• Document excerpt:
Women across America have been itching for the chance to vote someone into the country's highest office who looks like them.

They've been itching a long time.

Older women in particular are feeling especially moved by their ballots this year.

(Of course, many women aren't supporting Clinton, but the gender divide is especially stark this year.)

Some of these voters were born before women even had the right to vote.

"It feels very wonderful," this 101-year-old noted of the experience, proudly sporting a patriotic sticker.

"This election means that women can achieve anything," 102-year-old Katherine Blood Hoffman of Florida said while waving her American flag.

Understandably, getting to cast a ballot for the first female presidential candidate who has a chance at winning is a big deal.

After 44 men in a row, 2016 seems like a great year to buck the trend.

But the fact that Clinton is a woman isn't the only reason these women are excited to vote for her.

They're not voting for her just because she's a woman — she's a woman who also represents them, their values, and their vision for the future. Wilkinson, for example, supports Clinton's plans to take on gun violence, address children's issues, and fight for gender equality in the workplace.

“I think that women do have a particular viewpoint to bring into the arena,” she said.

But we also shouldn't dismiss the fact that Clinton simply being a woman in and of itself makes a difference. Acknowledging the importance of Clinton's gender isn't playing the "woman card," as some like to put it — it's celebrating another momentous step forward for our country.

Take a look at 98-year-old Emily, who can't contain that smile.

Or 98-year-old Estelle, who looks over the moon holding her absentee ballot.

These women, more than anyone else, have every reason to feel great about helping make history.

Wilkinson says she's been stunned by the overwhelmingly positive reactions she's gotten to the video after it spread across social media.

• Information given:
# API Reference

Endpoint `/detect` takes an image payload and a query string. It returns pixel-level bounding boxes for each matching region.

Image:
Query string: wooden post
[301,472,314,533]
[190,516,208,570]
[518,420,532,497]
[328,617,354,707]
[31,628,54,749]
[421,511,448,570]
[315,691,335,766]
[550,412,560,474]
==
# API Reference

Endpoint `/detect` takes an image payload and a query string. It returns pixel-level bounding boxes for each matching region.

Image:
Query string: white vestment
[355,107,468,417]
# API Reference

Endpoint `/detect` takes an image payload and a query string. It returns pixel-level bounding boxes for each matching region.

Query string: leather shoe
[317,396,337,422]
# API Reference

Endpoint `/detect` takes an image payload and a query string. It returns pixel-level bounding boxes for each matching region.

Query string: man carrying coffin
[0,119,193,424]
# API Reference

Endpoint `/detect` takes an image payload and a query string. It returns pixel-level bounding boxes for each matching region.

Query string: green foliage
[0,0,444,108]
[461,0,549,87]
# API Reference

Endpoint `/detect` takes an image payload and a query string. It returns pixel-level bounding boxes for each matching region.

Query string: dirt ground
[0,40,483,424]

• Your task: Copy word for word the part of the text on older women voting for Clinton that runs from "But the fact" to "her absentee ballot.".

• Right answer:
But the fact that Clinton is a woman isn't the only reason these women are excited to vote for her.

They're not voting for her just because she's a woman — she's a woman who also represents them, their values, and their vision for the future. Wilkinson, for example, supports Clinton's plans to take on gun violence, address children's issues, and fight for gender equality in the workplace.

“I think that women do have a particular viewpoint to bring into the arena,” she said.

But we also shouldn't dismiss the fact that Clinton simply being a woman in and of itself makes a difference. Acknowledging the importance of Clinton's gender isn't playing the "woman card," as some like to put it — it's celebrating another momentous step forward for our country.

Take a look at 98-year-old Emily, who can't contain that smile.

Or 98-year-old Estelle, who looks over the moon holding her absentee ballot.